▶ _Your goal_
Pick out every line in the material below that contains the word "water", matching case exactly, and copy each one.

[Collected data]
=======

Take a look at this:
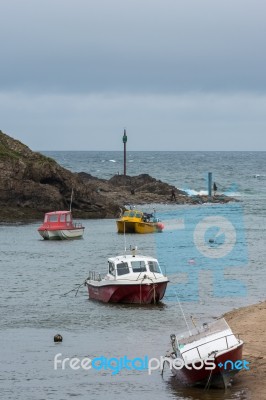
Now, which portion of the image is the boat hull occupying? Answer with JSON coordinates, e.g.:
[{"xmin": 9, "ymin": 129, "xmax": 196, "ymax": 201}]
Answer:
[
  {"xmin": 38, "ymin": 228, "xmax": 84, "ymax": 240},
  {"xmin": 116, "ymin": 221, "xmax": 164, "ymax": 233},
  {"xmin": 87, "ymin": 281, "xmax": 168, "ymax": 304},
  {"xmin": 168, "ymin": 341, "xmax": 243, "ymax": 387}
]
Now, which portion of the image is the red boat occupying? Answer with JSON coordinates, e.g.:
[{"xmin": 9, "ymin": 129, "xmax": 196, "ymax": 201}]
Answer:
[
  {"xmin": 164, "ymin": 318, "xmax": 243, "ymax": 388},
  {"xmin": 85, "ymin": 251, "xmax": 168, "ymax": 304},
  {"xmin": 38, "ymin": 211, "xmax": 85, "ymax": 240}
]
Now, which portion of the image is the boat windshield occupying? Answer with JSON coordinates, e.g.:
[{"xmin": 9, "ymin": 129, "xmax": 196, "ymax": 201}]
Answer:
[
  {"xmin": 131, "ymin": 260, "xmax": 147, "ymax": 272},
  {"xmin": 148, "ymin": 261, "xmax": 162, "ymax": 274},
  {"xmin": 116, "ymin": 262, "xmax": 129, "ymax": 276}
]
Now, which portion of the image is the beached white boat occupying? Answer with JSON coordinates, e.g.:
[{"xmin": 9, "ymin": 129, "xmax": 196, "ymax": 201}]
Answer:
[
  {"xmin": 162, "ymin": 318, "xmax": 243, "ymax": 387},
  {"xmin": 38, "ymin": 211, "xmax": 85, "ymax": 240}
]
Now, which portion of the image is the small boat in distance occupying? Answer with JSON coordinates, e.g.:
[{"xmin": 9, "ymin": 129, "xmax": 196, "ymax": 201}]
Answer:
[
  {"xmin": 161, "ymin": 318, "xmax": 244, "ymax": 389},
  {"xmin": 38, "ymin": 211, "xmax": 85, "ymax": 240},
  {"xmin": 85, "ymin": 249, "xmax": 168, "ymax": 304},
  {"xmin": 116, "ymin": 210, "xmax": 164, "ymax": 233}
]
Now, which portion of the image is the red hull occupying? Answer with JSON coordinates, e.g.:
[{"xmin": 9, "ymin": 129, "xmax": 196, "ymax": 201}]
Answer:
[
  {"xmin": 87, "ymin": 282, "xmax": 168, "ymax": 304},
  {"xmin": 172, "ymin": 343, "xmax": 243, "ymax": 386}
]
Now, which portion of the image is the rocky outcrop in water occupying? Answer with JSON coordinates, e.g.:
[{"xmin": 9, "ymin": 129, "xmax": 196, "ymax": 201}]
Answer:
[{"xmin": 0, "ymin": 131, "xmax": 237, "ymax": 222}]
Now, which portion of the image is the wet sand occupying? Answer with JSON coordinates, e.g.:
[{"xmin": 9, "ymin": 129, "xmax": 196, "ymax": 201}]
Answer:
[{"xmin": 224, "ymin": 301, "xmax": 266, "ymax": 400}]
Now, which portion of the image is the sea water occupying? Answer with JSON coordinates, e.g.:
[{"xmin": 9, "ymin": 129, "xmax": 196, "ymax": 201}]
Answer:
[{"xmin": 0, "ymin": 152, "xmax": 266, "ymax": 400}]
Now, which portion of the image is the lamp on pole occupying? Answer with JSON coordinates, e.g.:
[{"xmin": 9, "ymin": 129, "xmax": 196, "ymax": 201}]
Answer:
[{"xmin": 123, "ymin": 129, "xmax": 127, "ymax": 176}]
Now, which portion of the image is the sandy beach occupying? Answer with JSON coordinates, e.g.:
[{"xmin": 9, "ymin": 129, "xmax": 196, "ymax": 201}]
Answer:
[{"xmin": 224, "ymin": 301, "xmax": 266, "ymax": 400}]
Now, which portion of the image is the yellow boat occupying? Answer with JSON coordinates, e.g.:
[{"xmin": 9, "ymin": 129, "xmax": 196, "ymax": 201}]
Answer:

=======

▶ _Answer in full_
Now, which portion of the image is the rocky outcrop in water occupying? Answer with JSON coordinates, e.g.:
Now, which portion of the image is the sea water occupying? Answer with JSON coordinates, e.g.:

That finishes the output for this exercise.